今回の課題:
1. ごみ収集の文章に出てくる、「清掃」で始まる語をすべて挙げてください。同じ語は一度だけ書いてください。
2. ごみ収集の文章をもとに、次の問いに答えてください。
(a) 不燃物を清掃車に積み込むと、何を損傷する可能性があるか。
(b) ごみ袋の中に入っているケースがあるとされているものは何か。
(c) 散乱したごみを集めるときに使うものは何か。
3. ごみ収集の文章を、最後の文のあとから書き継いでください。

文書の抜粋:
ごみをつかんだ瞬間に音がしたり妙な重たさを感じたりするのですぐにわかるのだが、それが確認できた場合には、ごみ袋の中から不燃物を取り出さざるをえない。なぜなら、それらを清掃車に積み込んでしまうと、清掃工場の焼却プラントを損傷する可能性があるからである。

その際はごみ袋を開封して不燃物を取り出すのだが、ごみ袋の中には使用済みのマスクやティッシュが入っているケースもある。感染者数の増加で自宅療養している人も多く、そこから排出されたごみである可能性も高いため、清掃労働者の感染リスクは自ずと高まっていく。

また、ごみ袋をしっかりと結んでいないため、収集作業でつかんだ瞬間にほどけてしまい、ごみが辺りに散乱するケースもある。そうしたときには、手で直接ごみを触らぬように、清掃車に積んでいる「かき板」(べニア板)を用いて集める。

ポイント注釈データセットのレコード:
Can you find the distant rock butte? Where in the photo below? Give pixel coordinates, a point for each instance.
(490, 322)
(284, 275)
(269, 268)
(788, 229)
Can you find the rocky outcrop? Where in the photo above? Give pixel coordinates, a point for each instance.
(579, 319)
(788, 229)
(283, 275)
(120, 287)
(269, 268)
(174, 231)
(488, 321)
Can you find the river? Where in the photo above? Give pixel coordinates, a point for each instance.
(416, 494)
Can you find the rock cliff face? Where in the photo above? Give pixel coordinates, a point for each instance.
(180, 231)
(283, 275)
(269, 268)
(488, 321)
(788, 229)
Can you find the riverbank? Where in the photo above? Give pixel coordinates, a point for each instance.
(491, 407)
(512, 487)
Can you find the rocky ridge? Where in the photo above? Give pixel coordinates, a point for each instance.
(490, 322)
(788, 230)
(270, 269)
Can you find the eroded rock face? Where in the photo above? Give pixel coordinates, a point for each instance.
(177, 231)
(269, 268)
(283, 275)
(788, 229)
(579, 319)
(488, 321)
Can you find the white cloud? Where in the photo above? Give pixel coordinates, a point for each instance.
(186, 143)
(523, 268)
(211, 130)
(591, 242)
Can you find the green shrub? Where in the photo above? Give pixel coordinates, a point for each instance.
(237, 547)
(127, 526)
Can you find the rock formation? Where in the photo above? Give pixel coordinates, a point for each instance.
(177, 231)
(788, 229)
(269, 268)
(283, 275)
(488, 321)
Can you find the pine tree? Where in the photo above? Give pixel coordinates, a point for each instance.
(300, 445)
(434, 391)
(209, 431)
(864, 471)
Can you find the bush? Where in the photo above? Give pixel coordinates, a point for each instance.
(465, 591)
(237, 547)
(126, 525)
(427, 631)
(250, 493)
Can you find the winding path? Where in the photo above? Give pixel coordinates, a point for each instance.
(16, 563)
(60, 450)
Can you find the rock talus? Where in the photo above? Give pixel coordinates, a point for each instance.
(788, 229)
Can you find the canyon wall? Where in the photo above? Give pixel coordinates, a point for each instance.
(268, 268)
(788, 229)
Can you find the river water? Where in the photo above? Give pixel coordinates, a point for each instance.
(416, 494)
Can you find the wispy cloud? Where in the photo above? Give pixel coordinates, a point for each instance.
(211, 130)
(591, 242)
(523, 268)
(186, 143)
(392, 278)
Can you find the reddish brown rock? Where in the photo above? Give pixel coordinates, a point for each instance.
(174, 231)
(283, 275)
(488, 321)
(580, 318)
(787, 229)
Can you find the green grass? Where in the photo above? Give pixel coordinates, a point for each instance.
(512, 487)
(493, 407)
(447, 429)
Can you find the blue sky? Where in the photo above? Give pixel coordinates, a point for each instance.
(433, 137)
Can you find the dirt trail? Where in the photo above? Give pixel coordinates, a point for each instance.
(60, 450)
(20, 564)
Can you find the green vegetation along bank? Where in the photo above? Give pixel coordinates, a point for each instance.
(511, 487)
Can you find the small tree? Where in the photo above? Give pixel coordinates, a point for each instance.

解答一覧:
1.
清掃車
清掃工場
清掃労働者

2.
(a) 清掃工場の焼却プラント
(b) 使用済みのマスクやティッシュ
(c) 清掃車に積んでいる「かき板」(べニア板)

3.
清掃車を停めていると通行に支障が生じてしまう際には、なるべく早く作業を終える必要があるため、仕方なくじかに手でごみをかき集める場合もある。

ごみ袋から出たごみを手で拾い集める様子(筆者撮影)

さらには、しっかりと分別してごみを出しているのだが、カラス除けネットをしていないため、カラスに突かれてごみが散乱しているケースもある。風がきつい日はごみが付近に散乱し、異臭が漂い通行もはばかられることもある。この場合も同様に手でかき集めざるをえなくなる。

ペットボトル収集の困った出し方

一方、ペットボトルの収集では、飲み残しがあるにもかかわらずそれをそのまま排出している人もおり、収集時に清掃労働者に中身がかかってしまうこともある。先日ペットボトルの収集をしていたときに、ビニール袋を持ち上げて収集車のバケットに入れようとしたら、足に何か冷たい液体がかかったように感じた。よく見ると、ペットボトルから飲料がこぼれ、自らの服に付着していたのである。

また、最近よく見かけるのが、ごみの集積所に使用済みマスクを包まずそのまま置き去るケースである。風で飛ばされて、道端にぽつりと落ちているときもある。見つければマスクのひもの部分を持ちバケットに積み込んでいる。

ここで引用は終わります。